> [WHAT IS NEEDED]: Can you lay out every line of the items below as a Markdown table with the columns "Row" and "Item line", one line per row and blank lines skipped? Leave the pictures out of the answer.

> [Annotated coordinate items]:
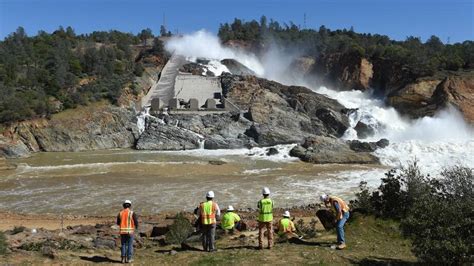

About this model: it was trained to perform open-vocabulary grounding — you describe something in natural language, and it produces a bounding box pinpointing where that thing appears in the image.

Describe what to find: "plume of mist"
[165,30,265,76]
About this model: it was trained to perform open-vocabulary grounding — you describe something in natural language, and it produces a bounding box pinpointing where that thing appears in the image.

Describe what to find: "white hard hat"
[262,187,270,195]
[319,194,328,201]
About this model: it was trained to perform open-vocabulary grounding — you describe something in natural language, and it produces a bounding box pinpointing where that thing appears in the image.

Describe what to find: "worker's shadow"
[79,256,121,263]
[155,243,203,254]
[223,245,259,250]
[286,237,331,247]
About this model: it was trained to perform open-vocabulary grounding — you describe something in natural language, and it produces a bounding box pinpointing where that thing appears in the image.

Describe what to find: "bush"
[0,231,8,255]
[352,162,430,220]
[401,166,474,264]
[166,213,194,244]
[12,226,26,235]
[353,162,474,264]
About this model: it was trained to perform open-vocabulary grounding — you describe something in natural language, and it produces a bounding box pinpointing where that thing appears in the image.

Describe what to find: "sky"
[0,0,474,43]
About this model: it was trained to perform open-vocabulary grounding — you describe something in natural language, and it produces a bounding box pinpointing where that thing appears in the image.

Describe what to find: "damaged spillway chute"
[137,107,164,135]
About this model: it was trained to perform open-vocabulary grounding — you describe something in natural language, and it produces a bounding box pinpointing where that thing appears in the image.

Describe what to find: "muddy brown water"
[0,150,384,215]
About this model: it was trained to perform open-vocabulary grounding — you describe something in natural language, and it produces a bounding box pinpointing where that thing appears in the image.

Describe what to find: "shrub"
[12,226,26,235]
[0,231,8,255]
[166,213,194,244]
[401,166,474,264]
[353,162,474,264]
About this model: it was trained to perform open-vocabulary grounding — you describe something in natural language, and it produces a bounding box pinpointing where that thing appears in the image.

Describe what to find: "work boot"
[336,243,346,250]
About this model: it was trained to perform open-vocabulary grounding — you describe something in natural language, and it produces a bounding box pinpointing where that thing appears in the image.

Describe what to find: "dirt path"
[0,212,111,231]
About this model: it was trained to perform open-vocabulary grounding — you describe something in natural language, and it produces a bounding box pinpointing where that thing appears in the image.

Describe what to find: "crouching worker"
[117,200,138,263]
[221,206,240,234]
[278,211,298,239]
[320,194,349,249]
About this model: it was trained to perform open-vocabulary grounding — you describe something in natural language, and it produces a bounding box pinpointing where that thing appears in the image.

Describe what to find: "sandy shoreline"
[0,211,111,231]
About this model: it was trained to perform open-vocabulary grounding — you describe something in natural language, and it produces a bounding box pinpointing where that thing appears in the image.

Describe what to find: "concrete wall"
[174,73,222,106]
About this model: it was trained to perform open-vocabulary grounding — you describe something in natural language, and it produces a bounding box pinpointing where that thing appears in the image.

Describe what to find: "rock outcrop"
[387,79,441,117]
[387,72,474,124]
[311,53,374,91]
[431,72,474,124]
[136,73,349,150]
[0,105,138,158]
[290,136,379,164]
[222,72,349,146]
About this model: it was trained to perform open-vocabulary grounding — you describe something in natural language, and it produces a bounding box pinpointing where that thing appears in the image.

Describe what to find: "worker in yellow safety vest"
[197,191,221,252]
[221,206,240,234]
[117,200,138,263]
[320,194,349,249]
[278,211,298,239]
[257,187,274,249]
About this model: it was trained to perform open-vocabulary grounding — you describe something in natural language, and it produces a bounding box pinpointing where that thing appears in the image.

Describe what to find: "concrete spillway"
[142,54,186,108]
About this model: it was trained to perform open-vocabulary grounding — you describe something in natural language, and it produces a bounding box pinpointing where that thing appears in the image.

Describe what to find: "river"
[0,145,379,215]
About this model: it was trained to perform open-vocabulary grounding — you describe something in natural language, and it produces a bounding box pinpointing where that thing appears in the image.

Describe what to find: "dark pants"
[201,224,216,251]
[120,234,133,260]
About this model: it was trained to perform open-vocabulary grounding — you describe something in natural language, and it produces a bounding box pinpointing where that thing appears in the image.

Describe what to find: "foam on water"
[314,87,474,191]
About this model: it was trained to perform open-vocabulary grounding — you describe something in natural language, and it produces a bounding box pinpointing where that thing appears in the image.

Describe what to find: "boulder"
[348,139,389,152]
[290,136,379,164]
[354,121,375,139]
[136,124,201,150]
[266,147,279,156]
[311,52,374,90]
[387,78,441,118]
[431,74,474,124]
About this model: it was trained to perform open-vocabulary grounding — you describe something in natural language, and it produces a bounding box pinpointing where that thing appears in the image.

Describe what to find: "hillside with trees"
[218,16,474,76]
[0,27,164,123]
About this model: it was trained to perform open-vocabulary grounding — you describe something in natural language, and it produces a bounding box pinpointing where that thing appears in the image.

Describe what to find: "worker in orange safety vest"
[117,200,138,263]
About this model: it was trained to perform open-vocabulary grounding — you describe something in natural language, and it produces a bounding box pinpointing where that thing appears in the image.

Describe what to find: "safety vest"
[329,196,349,212]
[278,218,295,235]
[258,198,273,223]
[120,208,135,235]
[199,200,217,224]
[221,212,240,230]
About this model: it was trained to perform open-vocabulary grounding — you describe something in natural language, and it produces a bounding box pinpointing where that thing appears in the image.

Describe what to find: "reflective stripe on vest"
[258,198,273,222]
[221,212,240,230]
[278,218,292,234]
[329,196,349,212]
[120,209,135,234]
[199,200,217,224]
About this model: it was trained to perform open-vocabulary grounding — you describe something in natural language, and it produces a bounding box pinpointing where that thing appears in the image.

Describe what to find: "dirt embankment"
[0,206,416,265]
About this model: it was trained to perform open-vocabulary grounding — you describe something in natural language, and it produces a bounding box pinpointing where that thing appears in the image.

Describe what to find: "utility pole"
[303,13,306,29]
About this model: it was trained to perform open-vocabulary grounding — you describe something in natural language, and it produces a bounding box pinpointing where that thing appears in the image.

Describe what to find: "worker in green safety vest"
[221,206,240,234]
[197,191,221,252]
[257,187,274,249]
[278,211,298,239]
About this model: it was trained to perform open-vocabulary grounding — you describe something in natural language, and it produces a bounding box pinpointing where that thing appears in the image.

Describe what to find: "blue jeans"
[336,212,349,244]
[120,234,133,260]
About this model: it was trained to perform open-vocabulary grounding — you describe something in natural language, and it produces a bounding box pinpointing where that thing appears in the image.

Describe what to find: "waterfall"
[199,139,206,150]
[315,87,474,172]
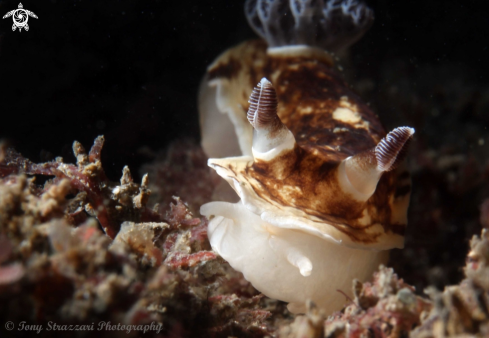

> [OUTPUT FOR THIS EXERCISE]:
| Row | Item line |
|---|---|
| 1 | About this model: it was trained to perform open-vocabulary grounding — you describe something in natural language, and it produces a bounding box pinpointing where that thing appears in the image. |
| 2 | Describe what to find: "plume of mist" |
| 3 | [165,30,265,76] |
| 4 | About this model: it was trained to perform open-vocabulary grounding — you describe something in natural language, and it produces a bounding box pinpointing where that thing appears in the image. |
| 5 | Describe what to find: "white hard hat" |
| 6 | [262,187,270,195] |
| 7 | [319,194,328,201] |
| 8 | About this model: it was trained to perform open-vocabulary grounding — you describe something in natural language, and it produces a bounding box pinpointing where that thing appears in the image. |
| 9 | Describe what to find: "worker's shadow" |
| 10 | [79,256,121,263] |
| 11 | [155,243,203,254] |
| 12 | [223,245,259,250] |
| 13 | [286,237,331,247] |
| 14 | About this model: it was trained to perform open-vocabulary grounding — you describe something in natural language, and it produces a bounding box pinpointing where that thing appears in the image. |
| 15 | Describe what to find: "bush" |
| 16 | [0,231,8,255] |
| 17 | [352,162,430,220] |
| 18 | [401,166,474,264] |
| 19 | [166,213,194,244] |
| 20 | [12,226,26,235] |
| 21 | [353,162,474,264] |
| 22 | About this model: it was trained to perform open-vocabulary grounding — you describe something in natural language, and it produces a bounding box pinpointing where that thing appears in the image. |
| 23 | Describe what to find: "sky" |
| 24 | [0,0,474,43] |
| 25 | About this model: it was trained to perform open-vocabulary grounding — you describe something in natural language, and it produces a bounding box pinpointing where that thing appears in the image. |
| 26 | Describe what to find: "damaged spillway chute" |
| 27 | [137,107,164,135] |
| 28 | About this model: it was trained to perform open-vocabulary grounding — you describe something in natural language, and it produces a bounding box pinpointing where that thing appears in the image. |
| 29 | Describe what to find: "muddy brown water" |
| 30 | [0,150,384,215] |
| 31 | About this model: it was trained to perform open-vocabulary grounding — you describe something in natural language, and it produces a bounding box pinpointing where that thing appears in the image. |
| 32 | Describe what to find: "shrub" |
| 33 | [12,226,26,235] |
| 34 | [0,231,8,255] |
| 35 | [166,213,194,244] |
| 36 | [401,166,474,264] |
| 37 | [353,162,474,264] |
| 38 | About this model: it was trained to perform open-vocabulary grounding — you describe something in natural language, and it produces a bounding box pinpointing where that thing appears in the image. |
| 39 | Describe what to find: "work boot" |
| 40 | [336,243,346,250] |
| 41 | About this model: it was trained to perform open-vocabulary grounding — you describe something in natural language, and it produces a bounding box pinpointing where that thing appears in the image. |
| 42 | Describe what to find: "dirt path" |
| 43 | [0,212,111,231] |
| 44 | About this model: it was trained to perform open-vocabulary grounding — you describe something in natural language, and it produces a bounding box pinpointing where that thing appears in the image. |
| 45 | Describe what to find: "crouching worker" |
| 46 | [117,200,138,263] |
| 47 | [221,206,240,234] |
| 48 | [278,211,298,239] |
| 49 | [320,194,349,249] |
| 50 | About this model: it was trained to perform open-vocabulary grounding — you describe something in natural language, and it produces a bounding box pinpointing where that thing appears in the image. |
| 51 | Describe what to find: "sandy shoreline" |
| 52 | [0,211,111,231] |
| 53 | About this model: it was trained to perform open-vocabulary grounding — you describe something in natural language, and it produces a bounding box pinpointing where that thing appears in the image. |
| 54 | Describe what to find: "concrete wall" |
| 55 | [174,73,222,106] |
| 56 | About this model: it was trained to perform open-vocabulary grounding — you describe something in natural language, and it produces a bounding box pinpointing where that thing appears in the image. |
| 57 | Describe what to find: "rock outcrop" |
| 58 | [387,79,441,117] |
| 59 | [387,72,474,124] |
| 60 | [311,53,374,91] |
| 61 | [431,72,474,124] |
| 62 | [136,73,349,150] |
| 63 | [0,105,138,158] |
| 64 | [290,136,379,164] |
| 65 | [222,72,349,146] |
| 66 | About this model: it was trained to perform open-vocabulary grounding — you describe something in natural language, and it produces a bounding box pinpointing where that thing appears in the image. |
| 67 | Describe what to find: "worker in yellow safety vest" |
| 68 | [197,191,221,252] |
| 69 | [221,206,240,234] |
| 70 | [117,200,138,263] |
| 71 | [320,194,349,249] |
| 72 | [278,211,298,239] |
| 73 | [257,187,274,249] |
| 74 | About this model: it was trained to perform open-vocabulary grounding — you describe something in natural language, and it produces a bounding box pinpointing where that thing appears in the image. |
| 75 | Describe what to find: "concrete spillway" |
| 76 | [142,54,186,108] |
| 77 | About this model: it was trained to perform open-vocabulary grounding — you describe something in natural language, and it produces a bounding box pinpointing where that thing appears in the image. |
| 78 | Describe what to find: "river" |
| 79 | [0,145,379,215] |
| 80 | About this model: it was trained to perform open-vocabulary grounding — you describe something in natural language, and it produces a bounding box pinpointing where that thing appears in the image. |
| 81 | Describe what to find: "dark pants" |
| 82 | [201,224,216,251] |
| 83 | [120,234,133,260] |
| 84 | About this model: it was trained to perform open-vocabulary grounding — you describe something in natural language, and it produces a bounding box pinpointing where that thing appears in the image. |
| 85 | Describe what to find: "foam on water" |
| 86 | [314,87,474,191] |
| 87 | About this model: it was trained to perform open-vocabulary grounding — you describe something in natural language, and it produces a bounding box pinpointing where that thing appears in the image. |
| 88 | Describe what to find: "boulder" |
| 89 | [348,139,389,152] |
| 90 | [290,136,379,164] |
| 91 | [354,121,375,139] |
| 92 | [136,124,201,150] |
| 93 | [266,147,279,156] |
| 94 | [311,52,374,90] |
| 95 | [387,78,441,118] |
| 96 | [431,74,474,124] |
| 97 | About this model: it was trained to perform open-vocabulary grounding — you describe something in natural language, and it produces a bounding box pinpointing where that thing appears in the image. |
| 98 | Describe what to find: "hillside with trees" |
| 99 | [218,16,474,76] |
| 100 | [0,27,164,123] |
| 101 | About this model: it was trained to perform open-vocabulary grounding — you describe something in natural language, and it produces a bounding box pinpointing where that thing appears in the image. |
| 102 | Describe what to find: "worker in orange safety vest" |
| 103 | [117,200,138,263] |
| 104 | About this model: it was trained to perform open-vocabulary grounding — you describe something in natural language, and it produces a bounding box pinpointing where that thing appears in the image. |
| 105 | Describe what to find: "safety vest" |
| 106 | [329,196,349,212] |
| 107 | [278,218,295,235] |
| 108 | [258,198,273,223] |
| 109 | [120,208,135,235] |
| 110 | [199,200,217,224] |
| 111 | [221,212,240,230] |
| 112 | About this model: it was trained to perform open-vocabulary grounding — you describe something in natural language, and it produces a bounding box pinpointing where that thing appears in the image. |
| 113 | Describe what to find: "reflective stripe on vest" |
| 114 | [258,198,273,222] |
| 115 | [221,212,240,230] |
| 116 | [278,218,292,234] |
| 117 | [329,196,349,212] |
| 118 | [120,209,135,234] |
| 119 | [199,200,217,224] |
| 120 | About this model: it was trained to perform open-vocabulary grounding — you describe something in natural language, and it produces a bounding box pinpointing where that thing appears in the image. |
| 121 | Describe what to find: "dirt embankment" |
| 122 | [0,206,416,265] |
| 123 | About this model: it was trained to perform open-vocabulary grounding — you describe something in natural language, and it produces a bounding box pinpointing where that thing appears in the image. |
| 124 | Describe what to find: "utility pole" |
| 125 | [303,13,306,29] |
| 126 | About this model: it was trained to perform open-vocabulary grounding — you describe something in natural language, and it produces a bounding box pinpointing where that thing appears in the image. |
| 127 | Describe what to find: "worker in green safety vest" |
| 128 | [221,206,240,234] |
| 129 | [197,191,221,252] |
| 130 | [257,187,274,249] |
| 131 | [278,211,298,239] |
| 132 | About this model: it was trained to perform open-vocabulary grounding — you describe something in natural language, and it produces a bounding box pinpointing where that thing appears in the image. |
| 133 | Describe what to find: "blue jeans" |
| 134 | [336,212,349,244] |
| 135 | [120,234,133,260] |
| 136 | About this model: it was trained to perform open-vocabulary grounding — you describe something in natural language, and it produces a bounding box pinpointing where that thing appears in the image. |
| 137 | Describe what to find: "waterfall" |
| 138 | [199,139,206,150] |
| 139 | [315,87,474,172] |